Exercise requirements: Copy the lines of these records word for word, starting at the line that contains "entry: window" and ending at the line that contains "Trace every instance of the window now.", with both of those lines included.

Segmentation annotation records
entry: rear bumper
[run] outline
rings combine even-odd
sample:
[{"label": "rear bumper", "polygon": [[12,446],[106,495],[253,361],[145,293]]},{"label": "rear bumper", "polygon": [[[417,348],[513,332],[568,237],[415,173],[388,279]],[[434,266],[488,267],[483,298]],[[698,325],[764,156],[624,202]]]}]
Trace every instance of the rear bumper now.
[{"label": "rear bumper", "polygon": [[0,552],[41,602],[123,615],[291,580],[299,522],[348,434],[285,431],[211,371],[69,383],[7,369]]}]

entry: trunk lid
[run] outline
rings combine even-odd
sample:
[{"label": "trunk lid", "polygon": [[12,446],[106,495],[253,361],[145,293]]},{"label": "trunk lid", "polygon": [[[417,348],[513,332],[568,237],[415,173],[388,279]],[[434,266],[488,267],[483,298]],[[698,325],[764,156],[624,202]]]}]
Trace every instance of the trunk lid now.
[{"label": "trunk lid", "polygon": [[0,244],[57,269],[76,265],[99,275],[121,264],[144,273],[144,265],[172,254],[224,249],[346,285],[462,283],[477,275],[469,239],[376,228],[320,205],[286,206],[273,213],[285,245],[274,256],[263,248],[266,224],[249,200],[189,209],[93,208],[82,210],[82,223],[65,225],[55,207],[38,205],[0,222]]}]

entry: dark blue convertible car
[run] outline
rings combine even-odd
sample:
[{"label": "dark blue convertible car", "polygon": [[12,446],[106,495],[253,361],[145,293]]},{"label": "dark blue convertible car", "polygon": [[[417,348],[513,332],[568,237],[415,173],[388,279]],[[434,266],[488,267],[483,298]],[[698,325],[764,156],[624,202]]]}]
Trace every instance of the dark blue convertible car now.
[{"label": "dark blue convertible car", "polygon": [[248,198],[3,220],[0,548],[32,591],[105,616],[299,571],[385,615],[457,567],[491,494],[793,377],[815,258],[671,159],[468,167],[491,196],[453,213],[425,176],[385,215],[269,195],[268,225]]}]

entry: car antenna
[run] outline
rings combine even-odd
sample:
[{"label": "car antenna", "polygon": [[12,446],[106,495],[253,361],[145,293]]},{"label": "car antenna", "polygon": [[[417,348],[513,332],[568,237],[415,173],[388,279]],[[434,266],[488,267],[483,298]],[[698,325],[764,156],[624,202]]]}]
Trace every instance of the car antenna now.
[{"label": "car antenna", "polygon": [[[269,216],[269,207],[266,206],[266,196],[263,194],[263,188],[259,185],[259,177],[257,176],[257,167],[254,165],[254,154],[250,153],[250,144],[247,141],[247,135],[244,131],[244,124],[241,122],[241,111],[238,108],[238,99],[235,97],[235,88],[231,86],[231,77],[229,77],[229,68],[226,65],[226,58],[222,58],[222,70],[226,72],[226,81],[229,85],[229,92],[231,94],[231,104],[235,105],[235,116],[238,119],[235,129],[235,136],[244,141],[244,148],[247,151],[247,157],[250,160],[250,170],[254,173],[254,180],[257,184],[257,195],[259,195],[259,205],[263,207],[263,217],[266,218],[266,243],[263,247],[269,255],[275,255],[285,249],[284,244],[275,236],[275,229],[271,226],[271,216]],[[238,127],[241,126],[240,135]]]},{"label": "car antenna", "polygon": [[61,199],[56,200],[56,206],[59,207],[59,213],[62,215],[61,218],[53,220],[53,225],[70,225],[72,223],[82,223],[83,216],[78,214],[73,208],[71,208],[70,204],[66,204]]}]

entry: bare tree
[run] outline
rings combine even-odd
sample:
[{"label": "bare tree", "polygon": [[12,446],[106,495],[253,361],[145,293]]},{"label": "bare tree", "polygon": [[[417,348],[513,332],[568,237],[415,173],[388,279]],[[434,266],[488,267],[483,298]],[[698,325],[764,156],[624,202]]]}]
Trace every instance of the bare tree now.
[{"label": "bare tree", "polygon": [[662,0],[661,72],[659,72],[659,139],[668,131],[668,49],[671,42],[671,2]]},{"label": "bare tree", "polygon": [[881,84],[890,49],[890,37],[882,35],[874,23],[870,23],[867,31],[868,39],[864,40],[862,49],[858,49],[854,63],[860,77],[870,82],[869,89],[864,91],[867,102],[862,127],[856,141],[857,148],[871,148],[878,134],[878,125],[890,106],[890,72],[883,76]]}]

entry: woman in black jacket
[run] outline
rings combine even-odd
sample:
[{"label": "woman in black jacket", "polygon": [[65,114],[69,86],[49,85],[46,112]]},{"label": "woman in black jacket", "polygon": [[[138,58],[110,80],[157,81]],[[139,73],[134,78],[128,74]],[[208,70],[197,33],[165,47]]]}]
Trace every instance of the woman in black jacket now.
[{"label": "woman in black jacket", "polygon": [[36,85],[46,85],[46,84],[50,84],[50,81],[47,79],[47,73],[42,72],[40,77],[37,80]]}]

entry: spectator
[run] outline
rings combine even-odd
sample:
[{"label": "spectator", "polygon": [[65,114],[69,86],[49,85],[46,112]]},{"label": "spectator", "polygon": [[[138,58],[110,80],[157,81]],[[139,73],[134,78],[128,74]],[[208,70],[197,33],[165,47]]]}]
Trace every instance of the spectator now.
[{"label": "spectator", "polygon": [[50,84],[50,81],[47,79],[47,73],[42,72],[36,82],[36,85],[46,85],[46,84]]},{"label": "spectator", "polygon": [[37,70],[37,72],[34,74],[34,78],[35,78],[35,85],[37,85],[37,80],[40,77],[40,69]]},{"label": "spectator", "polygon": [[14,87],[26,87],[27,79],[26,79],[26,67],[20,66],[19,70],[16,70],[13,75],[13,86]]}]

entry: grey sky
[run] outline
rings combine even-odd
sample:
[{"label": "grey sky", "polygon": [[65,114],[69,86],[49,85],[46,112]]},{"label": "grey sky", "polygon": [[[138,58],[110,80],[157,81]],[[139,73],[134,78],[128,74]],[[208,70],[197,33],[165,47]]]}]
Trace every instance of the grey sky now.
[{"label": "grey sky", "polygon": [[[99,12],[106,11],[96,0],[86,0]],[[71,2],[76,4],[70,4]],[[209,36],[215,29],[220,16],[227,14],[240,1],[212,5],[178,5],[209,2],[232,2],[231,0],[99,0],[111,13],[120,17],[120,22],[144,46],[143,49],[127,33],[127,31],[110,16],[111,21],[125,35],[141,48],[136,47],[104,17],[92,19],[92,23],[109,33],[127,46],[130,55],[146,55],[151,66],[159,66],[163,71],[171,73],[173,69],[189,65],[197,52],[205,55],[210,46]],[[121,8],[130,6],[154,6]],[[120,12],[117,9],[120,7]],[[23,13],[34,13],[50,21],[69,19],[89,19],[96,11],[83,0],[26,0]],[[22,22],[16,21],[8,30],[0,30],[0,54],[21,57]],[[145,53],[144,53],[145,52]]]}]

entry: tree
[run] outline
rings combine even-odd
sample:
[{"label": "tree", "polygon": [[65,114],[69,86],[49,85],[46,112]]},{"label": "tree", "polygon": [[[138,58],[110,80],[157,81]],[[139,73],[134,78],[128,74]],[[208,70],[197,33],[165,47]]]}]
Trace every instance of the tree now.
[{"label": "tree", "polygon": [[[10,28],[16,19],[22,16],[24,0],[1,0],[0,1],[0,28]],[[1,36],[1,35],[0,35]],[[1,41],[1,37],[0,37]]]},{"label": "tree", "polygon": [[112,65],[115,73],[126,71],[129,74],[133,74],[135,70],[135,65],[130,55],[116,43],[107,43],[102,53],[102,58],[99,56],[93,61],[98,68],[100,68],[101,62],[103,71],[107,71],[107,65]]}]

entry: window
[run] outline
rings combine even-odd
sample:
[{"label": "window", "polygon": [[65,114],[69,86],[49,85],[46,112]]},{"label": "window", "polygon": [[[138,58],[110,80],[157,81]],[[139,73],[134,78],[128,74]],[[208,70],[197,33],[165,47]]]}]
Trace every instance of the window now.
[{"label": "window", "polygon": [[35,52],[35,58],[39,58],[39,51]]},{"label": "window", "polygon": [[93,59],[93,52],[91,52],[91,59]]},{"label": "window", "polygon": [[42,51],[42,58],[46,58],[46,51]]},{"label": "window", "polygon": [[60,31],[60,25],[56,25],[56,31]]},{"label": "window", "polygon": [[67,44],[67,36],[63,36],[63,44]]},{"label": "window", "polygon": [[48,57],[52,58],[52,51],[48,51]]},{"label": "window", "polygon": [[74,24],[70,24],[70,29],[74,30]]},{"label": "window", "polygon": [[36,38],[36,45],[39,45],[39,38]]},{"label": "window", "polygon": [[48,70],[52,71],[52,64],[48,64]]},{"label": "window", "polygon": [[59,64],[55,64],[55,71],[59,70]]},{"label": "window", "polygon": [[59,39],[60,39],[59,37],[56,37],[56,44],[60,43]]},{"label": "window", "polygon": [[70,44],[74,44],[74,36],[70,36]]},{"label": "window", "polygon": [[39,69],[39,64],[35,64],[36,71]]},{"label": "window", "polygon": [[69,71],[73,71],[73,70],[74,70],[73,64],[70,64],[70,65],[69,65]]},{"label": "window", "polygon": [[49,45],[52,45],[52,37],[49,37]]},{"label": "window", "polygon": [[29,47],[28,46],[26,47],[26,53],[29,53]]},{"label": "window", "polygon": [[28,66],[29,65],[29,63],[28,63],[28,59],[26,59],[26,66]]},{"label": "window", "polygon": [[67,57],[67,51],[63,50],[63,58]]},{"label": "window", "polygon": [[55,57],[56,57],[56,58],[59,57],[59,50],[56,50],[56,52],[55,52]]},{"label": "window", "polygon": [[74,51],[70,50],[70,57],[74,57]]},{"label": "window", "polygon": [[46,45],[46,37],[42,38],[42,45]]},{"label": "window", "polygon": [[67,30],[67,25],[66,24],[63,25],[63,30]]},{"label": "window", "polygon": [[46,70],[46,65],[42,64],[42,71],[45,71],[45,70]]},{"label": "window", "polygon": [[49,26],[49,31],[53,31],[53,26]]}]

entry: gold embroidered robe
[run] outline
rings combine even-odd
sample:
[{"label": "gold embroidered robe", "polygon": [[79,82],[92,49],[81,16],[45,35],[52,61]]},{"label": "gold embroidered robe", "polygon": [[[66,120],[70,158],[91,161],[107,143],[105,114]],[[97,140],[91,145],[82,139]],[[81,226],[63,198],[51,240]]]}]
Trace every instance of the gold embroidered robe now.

Reply to the exercise:
entry: window
[run] outline
rings combine even-odd
sample:
[{"label": "window", "polygon": [[65,114],[69,86],[49,85],[46,112]]},{"label": "window", "polygon": [[[138,58],[110,80],[157,81]],[[139,73],[134,78],[128,74]],[[208,70],[197,33],[165,47]]]}]
Trace every instance of the window now.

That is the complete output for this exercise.